• [DATA FOR THIS EXERCISE]:
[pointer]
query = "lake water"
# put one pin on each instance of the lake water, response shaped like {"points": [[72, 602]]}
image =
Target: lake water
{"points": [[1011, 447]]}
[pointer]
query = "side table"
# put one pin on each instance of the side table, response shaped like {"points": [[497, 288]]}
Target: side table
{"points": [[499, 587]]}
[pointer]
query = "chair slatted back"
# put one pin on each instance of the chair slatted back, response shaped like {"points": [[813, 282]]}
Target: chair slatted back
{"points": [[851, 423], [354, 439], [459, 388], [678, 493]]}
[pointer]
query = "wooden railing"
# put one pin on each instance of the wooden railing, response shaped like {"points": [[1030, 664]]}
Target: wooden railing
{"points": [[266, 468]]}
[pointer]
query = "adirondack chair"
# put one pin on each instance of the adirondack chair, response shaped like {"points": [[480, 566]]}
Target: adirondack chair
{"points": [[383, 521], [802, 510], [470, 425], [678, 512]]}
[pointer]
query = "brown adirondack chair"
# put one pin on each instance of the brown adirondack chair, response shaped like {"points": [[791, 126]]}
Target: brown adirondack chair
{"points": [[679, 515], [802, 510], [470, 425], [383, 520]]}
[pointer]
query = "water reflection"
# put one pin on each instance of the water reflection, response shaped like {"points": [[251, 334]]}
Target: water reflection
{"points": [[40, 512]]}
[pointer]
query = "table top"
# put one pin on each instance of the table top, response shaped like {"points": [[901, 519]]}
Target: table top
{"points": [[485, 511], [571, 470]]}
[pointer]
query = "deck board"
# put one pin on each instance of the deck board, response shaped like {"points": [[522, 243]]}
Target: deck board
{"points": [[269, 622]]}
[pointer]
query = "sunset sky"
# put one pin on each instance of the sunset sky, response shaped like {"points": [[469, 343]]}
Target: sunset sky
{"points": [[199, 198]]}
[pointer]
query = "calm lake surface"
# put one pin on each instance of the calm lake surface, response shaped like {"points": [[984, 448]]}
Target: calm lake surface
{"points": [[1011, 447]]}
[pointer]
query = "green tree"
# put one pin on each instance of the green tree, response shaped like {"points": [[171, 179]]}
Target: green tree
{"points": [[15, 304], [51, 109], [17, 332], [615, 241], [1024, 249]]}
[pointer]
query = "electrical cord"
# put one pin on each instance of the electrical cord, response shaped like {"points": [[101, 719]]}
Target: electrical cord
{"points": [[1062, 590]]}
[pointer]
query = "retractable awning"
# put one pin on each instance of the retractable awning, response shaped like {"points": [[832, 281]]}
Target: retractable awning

• [WHAT YOU WILL DO]:
What is needed here is the full listing, restated word for word.

• [FINISHED EXERCISE]:
[pointer]
query = "lake water"
# put one pin on each instance of the lake water, response shaped like {"points": [[72, 602]]}
image =
Target: lake water
{"points": [[1011, 447]]}
[pointer]
query = "side table"
# put one pin on each instance of the side table, response shaped like {"points": [[497, 288]]}
Target: side table
{"points": [[499, 587]]}
[pointer]
query = "chair slatted back"
# put one pin on each instance of the chair slatted back, response shaped like {"points": [[813, 282]]}
Target: chair slatted back
{"points": [[851, 423], [354, 439], [459, 388], [678, 493]]}
[pointer]
query = "wooden railing"
# put one pin on each instance of the wooden railing, response shaped like {"points": [[1030, 664]]}
Target: wooden railing
{"points": [[266, 468]]}
[pointer]
query = "adirondack chair"
# put one pin on each instance of the adirondack chair, response shaped like {"points": [[480, 566]]}
Target: adirondack chair
{"points": [[383, 521], [802, 510], [470, 425], [678, 512]]}
[pointer]
query = "brown adirondack chair"
# put one pin on each instance of the brown adirondack chair, response shaped like {"points": [[791, 126]]}
Target: brown adirondack chair
{"points": [[679, 515], [802, 510], [470, 425], [383, 520]]}
[pointer]
query = "water reflection"
# put one pin on each instance of the water reflection, response shaped like {"points": [[251, 334]]}
Target: water reflection
{"points": [[40, 512]]}
[pointer]
query = "table top"
# put one pin on each instance of the table top, response shaped like {"points": [[901, 519]]}
Target: table top
{"points": [[485, 511], [571, 470]]}
[pointer]
query = "deck board"
# put one pin on each instance of the deck board, response shaped like {"points": [[522, 243]]}
Target: deck board
{"points": [[269, 622]]}
[pointer]
query = "sunset sky"
# put one pin on each instance of the sunset sky, response shaped like {"points": [[469, 343]]}
Target: sunset sky
{"points": [[199, 198]]}
[pointer]
query = "calm lake surface"
# put one pin on each instance of the calm lake surface, response shaped like {"points": [[984, 448]]}
Target: calm lake surface
{"points": [[1011, 447]]}
[pointer]
query = "green tree"
# put one pin on each instance of the green tree, response shaped like {"points": [[171, 179]]}
Target: green tree
{"points": [[15, 304], [51, 109], [17, 332], [615, 241], [1024, 249]]}
[pointer]
query = "electrical cord"
# put one pin on each instance of the electrical cord, response shaped like {"points": [[101, 719]]}
Target: electrical cord
{"points": [[1062, 590]]}
[pointer]
query = "retractable awning"
# put one pin on each instance of the retractable awning, response shaped like {"points": [[832, 281]]}
Target: retractable awning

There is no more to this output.